* [BRIEF]:
Rewrite the part of the rows that opens with the line containing "One marker belongs on each instance of the skin tone" and closes with the line containing "[(440, 259), (216, 298)]", changing "sweater" to "pullover" and leaving everything else unchanged.
##############################
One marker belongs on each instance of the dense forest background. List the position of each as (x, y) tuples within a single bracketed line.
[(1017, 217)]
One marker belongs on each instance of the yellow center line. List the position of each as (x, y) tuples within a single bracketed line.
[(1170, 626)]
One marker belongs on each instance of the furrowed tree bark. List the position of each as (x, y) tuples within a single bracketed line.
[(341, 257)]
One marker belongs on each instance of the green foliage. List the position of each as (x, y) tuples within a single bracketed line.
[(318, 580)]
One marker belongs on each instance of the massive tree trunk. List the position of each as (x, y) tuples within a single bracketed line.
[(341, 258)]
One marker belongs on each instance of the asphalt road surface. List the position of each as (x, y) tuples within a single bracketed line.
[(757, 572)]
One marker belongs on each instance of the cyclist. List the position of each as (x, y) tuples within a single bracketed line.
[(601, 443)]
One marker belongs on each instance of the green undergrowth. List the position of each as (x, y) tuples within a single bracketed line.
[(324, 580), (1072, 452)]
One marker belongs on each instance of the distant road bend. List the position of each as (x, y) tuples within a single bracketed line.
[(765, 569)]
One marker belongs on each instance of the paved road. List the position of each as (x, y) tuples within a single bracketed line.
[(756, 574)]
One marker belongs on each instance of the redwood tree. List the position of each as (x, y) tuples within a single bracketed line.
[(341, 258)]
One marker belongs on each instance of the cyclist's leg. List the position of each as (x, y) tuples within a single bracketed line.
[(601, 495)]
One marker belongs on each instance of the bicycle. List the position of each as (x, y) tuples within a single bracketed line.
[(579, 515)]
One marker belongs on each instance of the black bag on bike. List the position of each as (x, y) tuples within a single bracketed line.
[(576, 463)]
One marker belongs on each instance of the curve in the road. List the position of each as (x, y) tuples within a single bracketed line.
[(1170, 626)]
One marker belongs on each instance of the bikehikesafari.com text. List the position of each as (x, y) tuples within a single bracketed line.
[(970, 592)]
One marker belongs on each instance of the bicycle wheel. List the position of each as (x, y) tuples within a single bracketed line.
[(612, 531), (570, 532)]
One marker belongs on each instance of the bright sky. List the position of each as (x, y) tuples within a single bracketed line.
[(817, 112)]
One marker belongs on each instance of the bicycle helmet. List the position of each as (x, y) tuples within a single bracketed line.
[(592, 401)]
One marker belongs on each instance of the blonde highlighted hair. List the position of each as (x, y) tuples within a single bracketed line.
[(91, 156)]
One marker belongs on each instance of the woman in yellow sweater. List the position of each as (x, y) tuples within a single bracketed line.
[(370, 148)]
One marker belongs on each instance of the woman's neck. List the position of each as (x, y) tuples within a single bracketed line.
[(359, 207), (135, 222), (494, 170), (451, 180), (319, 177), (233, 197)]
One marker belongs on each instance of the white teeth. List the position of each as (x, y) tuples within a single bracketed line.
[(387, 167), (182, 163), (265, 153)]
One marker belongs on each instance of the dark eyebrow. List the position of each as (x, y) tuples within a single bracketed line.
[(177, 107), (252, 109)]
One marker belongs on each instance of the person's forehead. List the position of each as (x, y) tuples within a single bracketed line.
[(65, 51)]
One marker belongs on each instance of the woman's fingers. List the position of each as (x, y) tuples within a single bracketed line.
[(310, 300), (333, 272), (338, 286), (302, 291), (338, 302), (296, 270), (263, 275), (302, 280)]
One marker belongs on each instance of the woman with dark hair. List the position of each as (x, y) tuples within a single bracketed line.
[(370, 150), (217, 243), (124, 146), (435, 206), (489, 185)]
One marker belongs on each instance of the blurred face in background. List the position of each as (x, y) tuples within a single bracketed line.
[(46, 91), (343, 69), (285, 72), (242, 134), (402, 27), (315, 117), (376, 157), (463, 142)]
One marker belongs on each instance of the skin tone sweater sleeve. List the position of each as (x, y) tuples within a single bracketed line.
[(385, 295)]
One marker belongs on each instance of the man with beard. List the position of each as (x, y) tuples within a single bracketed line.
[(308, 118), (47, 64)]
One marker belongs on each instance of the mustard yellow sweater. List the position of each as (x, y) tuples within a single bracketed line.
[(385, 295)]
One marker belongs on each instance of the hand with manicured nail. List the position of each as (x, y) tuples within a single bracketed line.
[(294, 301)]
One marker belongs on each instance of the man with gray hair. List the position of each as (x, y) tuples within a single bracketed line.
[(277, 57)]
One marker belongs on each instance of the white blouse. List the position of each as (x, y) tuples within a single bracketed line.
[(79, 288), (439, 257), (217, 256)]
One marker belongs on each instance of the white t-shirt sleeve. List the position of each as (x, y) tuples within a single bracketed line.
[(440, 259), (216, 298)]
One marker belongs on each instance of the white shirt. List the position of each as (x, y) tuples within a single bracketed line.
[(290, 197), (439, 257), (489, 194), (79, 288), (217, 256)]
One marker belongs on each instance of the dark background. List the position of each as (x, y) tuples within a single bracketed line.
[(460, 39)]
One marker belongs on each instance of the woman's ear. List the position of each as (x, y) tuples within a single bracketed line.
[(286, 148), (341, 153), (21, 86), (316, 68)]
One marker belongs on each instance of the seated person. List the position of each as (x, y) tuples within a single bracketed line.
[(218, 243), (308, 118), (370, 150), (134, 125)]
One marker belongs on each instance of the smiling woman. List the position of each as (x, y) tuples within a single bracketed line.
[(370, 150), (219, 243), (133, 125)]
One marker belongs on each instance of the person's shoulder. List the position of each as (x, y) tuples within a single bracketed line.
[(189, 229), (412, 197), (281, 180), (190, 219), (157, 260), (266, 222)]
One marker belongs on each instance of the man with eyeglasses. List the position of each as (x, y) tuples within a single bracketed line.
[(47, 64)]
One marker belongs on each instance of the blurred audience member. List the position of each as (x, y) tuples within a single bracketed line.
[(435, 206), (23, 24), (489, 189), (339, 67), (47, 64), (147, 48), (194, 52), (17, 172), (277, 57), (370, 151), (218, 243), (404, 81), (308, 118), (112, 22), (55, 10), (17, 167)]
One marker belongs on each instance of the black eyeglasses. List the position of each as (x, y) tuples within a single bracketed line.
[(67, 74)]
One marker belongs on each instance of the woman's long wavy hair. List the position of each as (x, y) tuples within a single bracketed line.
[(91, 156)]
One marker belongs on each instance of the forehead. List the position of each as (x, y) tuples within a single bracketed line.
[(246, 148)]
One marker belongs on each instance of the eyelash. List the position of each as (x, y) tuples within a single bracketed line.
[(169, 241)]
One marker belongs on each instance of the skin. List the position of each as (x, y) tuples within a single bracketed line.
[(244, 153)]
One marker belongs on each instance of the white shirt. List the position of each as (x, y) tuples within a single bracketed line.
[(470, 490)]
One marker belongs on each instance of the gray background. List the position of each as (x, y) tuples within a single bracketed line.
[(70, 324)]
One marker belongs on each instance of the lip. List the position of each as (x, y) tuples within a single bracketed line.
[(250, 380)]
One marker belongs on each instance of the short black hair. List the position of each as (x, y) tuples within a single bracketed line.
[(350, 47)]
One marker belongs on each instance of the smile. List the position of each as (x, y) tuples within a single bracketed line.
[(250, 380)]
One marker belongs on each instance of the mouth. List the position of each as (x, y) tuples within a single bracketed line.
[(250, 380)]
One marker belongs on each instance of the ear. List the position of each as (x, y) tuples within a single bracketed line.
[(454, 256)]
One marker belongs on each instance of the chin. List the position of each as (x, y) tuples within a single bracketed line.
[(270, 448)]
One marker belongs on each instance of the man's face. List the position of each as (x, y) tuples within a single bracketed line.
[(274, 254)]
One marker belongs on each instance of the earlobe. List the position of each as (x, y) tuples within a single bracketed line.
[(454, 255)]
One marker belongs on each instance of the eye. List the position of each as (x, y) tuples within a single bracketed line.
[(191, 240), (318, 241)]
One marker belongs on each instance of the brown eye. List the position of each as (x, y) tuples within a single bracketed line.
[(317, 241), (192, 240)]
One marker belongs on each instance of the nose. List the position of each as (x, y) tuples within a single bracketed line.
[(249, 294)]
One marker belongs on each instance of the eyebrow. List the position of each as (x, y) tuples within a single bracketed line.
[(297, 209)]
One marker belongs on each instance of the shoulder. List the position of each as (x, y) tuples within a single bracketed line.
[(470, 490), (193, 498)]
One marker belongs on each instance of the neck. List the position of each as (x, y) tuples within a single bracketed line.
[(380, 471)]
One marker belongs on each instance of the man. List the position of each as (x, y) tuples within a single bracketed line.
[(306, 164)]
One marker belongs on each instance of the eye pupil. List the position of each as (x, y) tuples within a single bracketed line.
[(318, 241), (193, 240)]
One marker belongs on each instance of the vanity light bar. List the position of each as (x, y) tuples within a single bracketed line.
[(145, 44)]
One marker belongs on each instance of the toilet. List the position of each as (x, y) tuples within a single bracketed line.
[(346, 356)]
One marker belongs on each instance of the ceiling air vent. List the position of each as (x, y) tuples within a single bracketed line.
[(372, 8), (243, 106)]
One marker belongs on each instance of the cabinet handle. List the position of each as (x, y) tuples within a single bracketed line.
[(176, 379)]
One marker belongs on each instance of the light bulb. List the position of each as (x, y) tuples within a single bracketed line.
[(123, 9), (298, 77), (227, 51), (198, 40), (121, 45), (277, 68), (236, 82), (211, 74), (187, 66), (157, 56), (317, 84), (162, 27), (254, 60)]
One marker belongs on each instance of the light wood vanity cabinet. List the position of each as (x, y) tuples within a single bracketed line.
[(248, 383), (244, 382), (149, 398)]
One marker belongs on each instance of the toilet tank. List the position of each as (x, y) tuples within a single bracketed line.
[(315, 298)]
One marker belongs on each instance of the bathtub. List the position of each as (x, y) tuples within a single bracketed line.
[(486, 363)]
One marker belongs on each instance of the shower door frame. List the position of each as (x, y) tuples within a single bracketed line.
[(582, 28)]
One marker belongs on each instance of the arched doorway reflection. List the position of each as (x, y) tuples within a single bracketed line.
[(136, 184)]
##############################
* [FINAL RESULT]:
One marker belongs on each instance of the skin tone pullover sleeve. List the position of each as (x, y) tuples within a single bracketed line.
[(385, 295)]
One marker belongs on each instance of the man with beard. List the position of each as (x, y) tuples within a single bracketed line.
[(308, 118), (47, 64)]
One marker belongs on each instance of the mustard yellow pullover. List the position of each as (x, y) tuples within a single bracketed line.
[(385, 295)]
One marker belongs on each instance of the hand with manicured nail. List the position of each as (x, y) tuples within a single bracketed line.
[(294, 301)]
One marker belongs on each instance of the man with gray hair. List the position of each as (x, y) tuples within a single bracketed line.
[(277, 57)]
One marker belongs on each instance of the white blouse. List the position of each as (x, y) tuples within a single bracketed line.
[(79, 288), (439, 257), (217, 256)]
One marker belongs on each instance of the white t-shirt sleeve. List the position of each as (x, y) tuples within a single bracketed line.
[(440, 259), (216, 298)]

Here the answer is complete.